Photo-based referring expression data
☆ ☆ ☆ ☆ ☆ ☆ ☆

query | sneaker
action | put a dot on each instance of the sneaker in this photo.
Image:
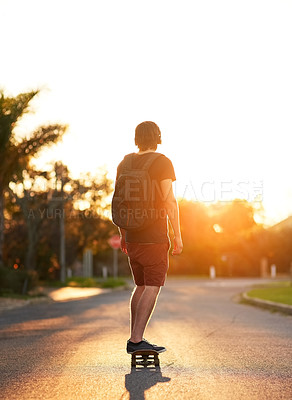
(155, 346)
(143, 345)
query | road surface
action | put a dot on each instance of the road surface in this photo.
(217, 348)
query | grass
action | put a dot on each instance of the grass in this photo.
(278, 294)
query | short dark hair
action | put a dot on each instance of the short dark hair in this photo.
(147, 136)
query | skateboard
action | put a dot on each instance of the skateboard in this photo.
(145, 357)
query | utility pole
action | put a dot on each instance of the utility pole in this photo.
(59, 170)
(62, 234)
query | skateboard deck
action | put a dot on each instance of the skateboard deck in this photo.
(145, 357)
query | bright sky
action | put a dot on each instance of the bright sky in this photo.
(214, 75)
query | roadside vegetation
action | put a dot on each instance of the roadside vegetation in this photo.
(279, 292)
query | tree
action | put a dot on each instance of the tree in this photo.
(16, 154)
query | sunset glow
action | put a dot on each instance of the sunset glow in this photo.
(215, 76)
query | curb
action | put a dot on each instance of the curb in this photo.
(285, 308)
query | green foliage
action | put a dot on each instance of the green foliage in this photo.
(17, 281)
(276, 294)
(79, 281)
(94, 282)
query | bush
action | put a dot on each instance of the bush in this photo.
(17, 281)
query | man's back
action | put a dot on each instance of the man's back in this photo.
(160, 169)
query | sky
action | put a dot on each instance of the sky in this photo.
(214, 75)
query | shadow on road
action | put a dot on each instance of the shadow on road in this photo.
(141, 379)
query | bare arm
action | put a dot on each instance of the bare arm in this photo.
(123, 240)
(172, 212)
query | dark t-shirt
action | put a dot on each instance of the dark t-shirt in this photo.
(160, 169)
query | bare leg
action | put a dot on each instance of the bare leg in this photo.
(143, 312)
(137, 293)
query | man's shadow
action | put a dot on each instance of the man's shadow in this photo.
(142, 378)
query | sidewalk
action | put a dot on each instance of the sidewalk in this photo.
(285, 308)
(50, 295)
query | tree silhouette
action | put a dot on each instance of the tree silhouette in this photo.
(15, 154)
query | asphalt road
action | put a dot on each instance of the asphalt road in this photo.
(217, 348)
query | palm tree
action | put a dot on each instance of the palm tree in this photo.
(16, 154)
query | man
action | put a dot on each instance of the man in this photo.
(148, 248)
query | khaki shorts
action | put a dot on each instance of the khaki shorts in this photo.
(148, 263)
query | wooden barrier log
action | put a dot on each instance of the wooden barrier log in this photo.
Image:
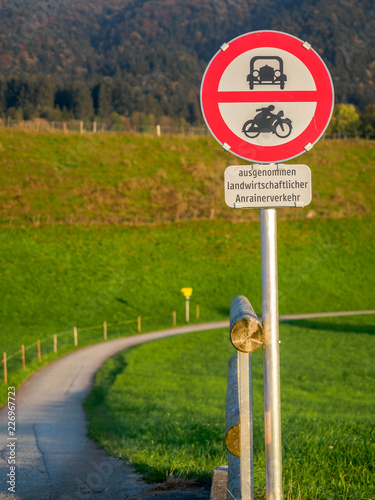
(232, 418)
(246, 331)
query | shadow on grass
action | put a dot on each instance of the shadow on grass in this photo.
(336, 327)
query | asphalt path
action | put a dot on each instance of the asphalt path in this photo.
(54, 457)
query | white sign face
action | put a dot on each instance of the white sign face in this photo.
(267, 186)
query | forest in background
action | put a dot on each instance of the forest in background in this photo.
(70, 59)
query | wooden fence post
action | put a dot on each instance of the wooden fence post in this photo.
(39, 353)
(246, 335)
(23, 357)
(4, 360)
(246, 331)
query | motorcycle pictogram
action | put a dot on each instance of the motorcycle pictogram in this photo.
(266, 121)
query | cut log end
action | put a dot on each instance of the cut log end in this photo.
(247, 335)
(232, 441)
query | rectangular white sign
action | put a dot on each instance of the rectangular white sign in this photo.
(267, 186)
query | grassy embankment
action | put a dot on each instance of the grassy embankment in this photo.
(110, 227)
(165, 402)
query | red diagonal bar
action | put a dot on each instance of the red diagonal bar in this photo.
(268, 96)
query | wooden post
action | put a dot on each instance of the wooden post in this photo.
(4, 360)
(23, 356)
(234, 480)
(246, 331)
(39, 353)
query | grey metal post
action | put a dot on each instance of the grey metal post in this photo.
(245, 396)
(187, 312)
(271, 363)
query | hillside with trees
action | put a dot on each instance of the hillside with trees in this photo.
(65, 59)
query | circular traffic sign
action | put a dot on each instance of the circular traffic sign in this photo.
(267, 96)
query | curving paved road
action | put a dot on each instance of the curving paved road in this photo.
(55, 459)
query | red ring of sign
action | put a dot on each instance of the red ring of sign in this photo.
(211, 97)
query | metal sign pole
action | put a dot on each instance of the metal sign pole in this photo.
(271, 364)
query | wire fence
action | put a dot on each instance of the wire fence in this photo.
(28, 357)
(81, 126)
(106, 125)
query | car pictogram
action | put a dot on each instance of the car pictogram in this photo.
(266, 75)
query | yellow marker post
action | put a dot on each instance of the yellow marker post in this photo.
(187, 294)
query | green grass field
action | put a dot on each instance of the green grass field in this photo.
(111, 227)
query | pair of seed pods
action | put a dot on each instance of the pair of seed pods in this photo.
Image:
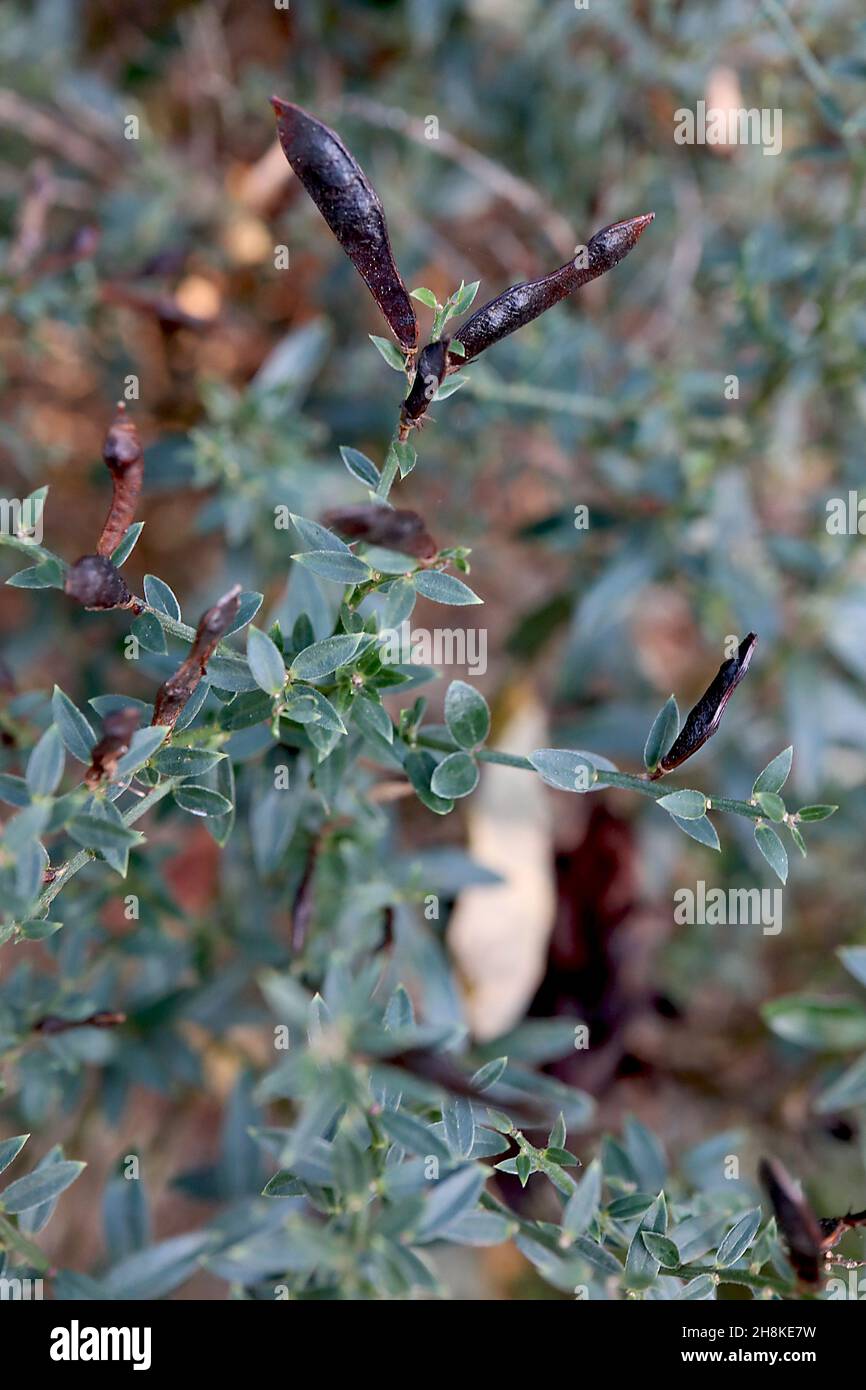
(353, 211)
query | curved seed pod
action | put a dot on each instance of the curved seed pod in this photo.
(797, 1221)
(349, 205)
(118, 729)
(174, 692)
(97, 584)
(705, 717)
(396, 528)
(125, 462)
(433, 366)
(521, 303)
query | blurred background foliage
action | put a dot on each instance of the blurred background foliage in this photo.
(154, 256)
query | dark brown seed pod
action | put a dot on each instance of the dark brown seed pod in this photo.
(97, 584)
(103, 1019)
(433, 366)
(118, 729)
(125, 462)
(395, 528)
(177, 690)
(349, 205)
(521, 303)
(797, 1221)
(705, 717)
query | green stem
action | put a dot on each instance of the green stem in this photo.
(84, 856)
(627, 781)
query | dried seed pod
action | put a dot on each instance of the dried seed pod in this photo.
(125, 462)
(118, 729)
(97, 584)
(396, 528)
(177, 690)
(433, 366)
(806, 1236)
(521, 303)
(705, 717)
(349, 205)
(102, 1019)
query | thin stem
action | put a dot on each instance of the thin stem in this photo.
(84, 856)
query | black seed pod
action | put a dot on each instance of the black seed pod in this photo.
(349, 205)
(521, 303)
(394, 527)
(97, 584)
(705, 717)
(433, 364)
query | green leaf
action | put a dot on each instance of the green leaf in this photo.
(161, 598)
(420, 767)
(738, 1237)
(45, 765)
(776, 773)
(467, 715)
(772, 805)
(687, 804)
(451, 1198)
(325, 656)
(660, 1248)
(823, 1025)
(583, 1205)
(43, 1184)
(142, 747)
(563, 769)
(665, 729)
(702, 1287)
(444, 588)
(127, 544)
(413, 1134)
(10, 1148)
(854, 959)
(335, 566)
(264, 662)
(641, 1266)
(489, 1073)
(392, 355)
(74, 729)
(185, 762)
(202, 801)
(317, 537)
(424, 296)
(456, 776)
(96, 833)
(773, 851)
(847, 1091)
(702, 830)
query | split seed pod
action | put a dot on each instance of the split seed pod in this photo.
(808, 1237)
(705, 717)
(177, 690)
(124, 459)
(392, 527)
(118, 729)
(521, 303)
(349, 205)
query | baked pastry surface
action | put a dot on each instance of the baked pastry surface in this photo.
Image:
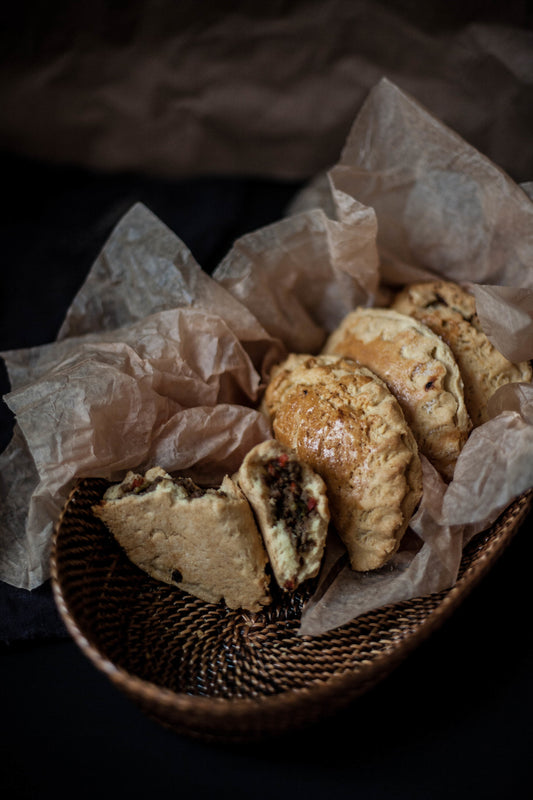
(345, 423)
(450, 311)
(205, 542)
(291, 508)
(420, 370)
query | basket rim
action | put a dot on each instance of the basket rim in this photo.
(352, 682)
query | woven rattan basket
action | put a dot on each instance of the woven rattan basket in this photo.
(206, 671)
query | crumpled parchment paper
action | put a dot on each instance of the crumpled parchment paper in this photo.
(159, 363)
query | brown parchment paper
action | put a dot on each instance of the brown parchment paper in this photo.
(159, 363)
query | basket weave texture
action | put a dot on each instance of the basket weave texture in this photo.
(206, 671)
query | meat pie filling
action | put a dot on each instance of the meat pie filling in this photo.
(289, 503)
(138, 484)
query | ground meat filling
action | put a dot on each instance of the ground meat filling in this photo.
(139, 485)
(289, 502)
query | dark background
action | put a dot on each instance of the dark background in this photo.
(455, 719)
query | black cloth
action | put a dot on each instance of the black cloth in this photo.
(454, 720)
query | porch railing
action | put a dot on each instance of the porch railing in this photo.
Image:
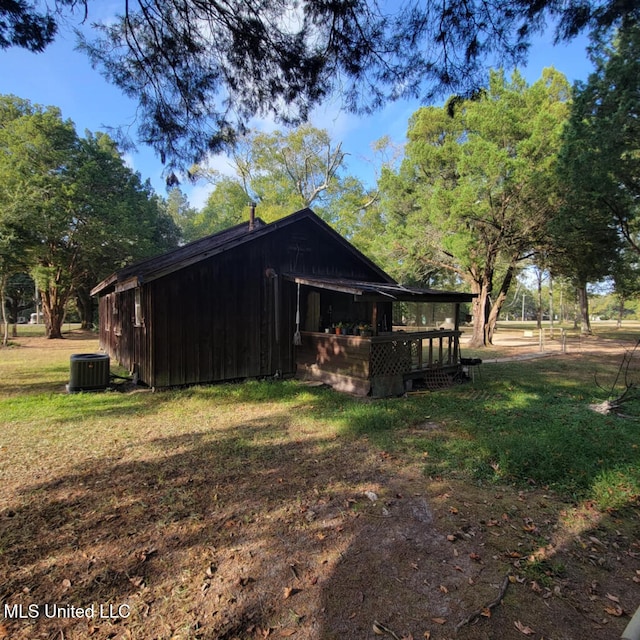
(400, 353)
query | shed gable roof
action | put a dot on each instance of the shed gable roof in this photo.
(159, 266)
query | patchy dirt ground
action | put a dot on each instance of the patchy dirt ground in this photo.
(309, 540)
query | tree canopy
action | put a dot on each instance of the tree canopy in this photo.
(201, 70)
(71, 211)
(475, 190)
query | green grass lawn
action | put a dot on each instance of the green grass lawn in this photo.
(520, 422)
(197, 506)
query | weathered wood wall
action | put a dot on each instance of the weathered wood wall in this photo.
(225, 317)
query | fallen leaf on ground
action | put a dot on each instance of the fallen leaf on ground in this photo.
(528, 631)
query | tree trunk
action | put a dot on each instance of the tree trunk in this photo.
(5, 320)
(480, 315)
(583, 301)
(54, 302)
(499, 301)
(85, 308)
(620, 312)
(539, 309)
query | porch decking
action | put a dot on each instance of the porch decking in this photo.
(380, 365)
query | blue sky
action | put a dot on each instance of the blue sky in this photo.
(63, 77)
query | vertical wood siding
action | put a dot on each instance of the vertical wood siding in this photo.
(215, 320)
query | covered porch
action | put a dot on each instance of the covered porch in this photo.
(377, 339)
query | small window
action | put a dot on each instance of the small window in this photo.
(138, 308)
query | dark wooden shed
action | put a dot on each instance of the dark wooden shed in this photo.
(228, 307)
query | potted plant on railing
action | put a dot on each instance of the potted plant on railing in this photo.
(365, 330)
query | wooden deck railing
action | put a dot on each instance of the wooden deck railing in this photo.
(380, 364)
(414, 351)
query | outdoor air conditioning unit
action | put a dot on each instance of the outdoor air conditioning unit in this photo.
(89, 372)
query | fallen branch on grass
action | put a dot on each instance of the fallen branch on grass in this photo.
(615, 399)
(492, 605)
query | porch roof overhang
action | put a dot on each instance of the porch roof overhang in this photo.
(380, 291)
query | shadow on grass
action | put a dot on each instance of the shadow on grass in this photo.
(201, 532)
(195, 531)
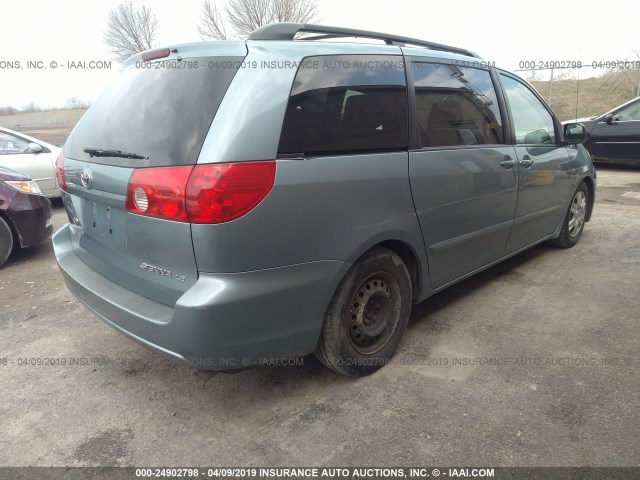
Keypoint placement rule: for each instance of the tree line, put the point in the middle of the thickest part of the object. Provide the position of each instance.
(131, 30)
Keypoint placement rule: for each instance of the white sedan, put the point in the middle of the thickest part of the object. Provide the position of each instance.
(32, 157)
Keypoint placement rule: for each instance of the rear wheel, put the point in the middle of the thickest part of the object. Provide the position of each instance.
(367, 315)
(575, 218)
(6, 241)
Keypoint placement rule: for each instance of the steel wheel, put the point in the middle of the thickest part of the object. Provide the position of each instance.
(374, 313)
(577, 214)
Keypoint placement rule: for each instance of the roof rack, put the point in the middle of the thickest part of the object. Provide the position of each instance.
(288, 30)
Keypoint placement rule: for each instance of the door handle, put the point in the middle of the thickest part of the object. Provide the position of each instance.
(508, 162)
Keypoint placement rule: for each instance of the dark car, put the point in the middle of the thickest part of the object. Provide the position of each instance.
(615, 135)
(25, 214)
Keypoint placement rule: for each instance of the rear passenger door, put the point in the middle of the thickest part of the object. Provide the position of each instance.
(545, 181)
(463, 176)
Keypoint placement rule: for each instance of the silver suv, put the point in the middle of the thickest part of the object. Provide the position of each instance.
(235, 202)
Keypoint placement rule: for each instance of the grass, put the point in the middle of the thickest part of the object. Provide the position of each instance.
(572, 99)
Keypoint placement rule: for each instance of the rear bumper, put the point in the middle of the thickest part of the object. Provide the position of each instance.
(224, 321)
(31, 217)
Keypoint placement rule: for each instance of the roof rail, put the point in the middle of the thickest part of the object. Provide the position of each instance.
(288, 30)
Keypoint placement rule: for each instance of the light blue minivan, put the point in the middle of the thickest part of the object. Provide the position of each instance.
(235, 202)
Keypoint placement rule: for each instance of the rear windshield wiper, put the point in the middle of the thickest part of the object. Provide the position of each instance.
(100, 152)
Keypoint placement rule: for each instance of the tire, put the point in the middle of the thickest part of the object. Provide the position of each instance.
(6, 241)
(574, 219)
(367, 315)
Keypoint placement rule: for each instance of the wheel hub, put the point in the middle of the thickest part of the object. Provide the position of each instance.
(578, 213)
(370, 315)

☆ ☆ ☆ ☆ ☆ ☆ ☆

## What to do
Nothing but an exact copy is asked for: the lines from the start of the records through the line with "query | short dark hair", both ends included, minus any pictures.

## Solution to this problem
query | sneaker
action | put a dot on each instance of the sneaker in this photo.
Image:
(155, 346)
(143, 345)
query | road surface
action | put a dot on each instance of the road surface in this photo.
(217, 348)
query | grass
action | put a dot on each instance of the grass in this photo.
(278, 294)
query | short dark hair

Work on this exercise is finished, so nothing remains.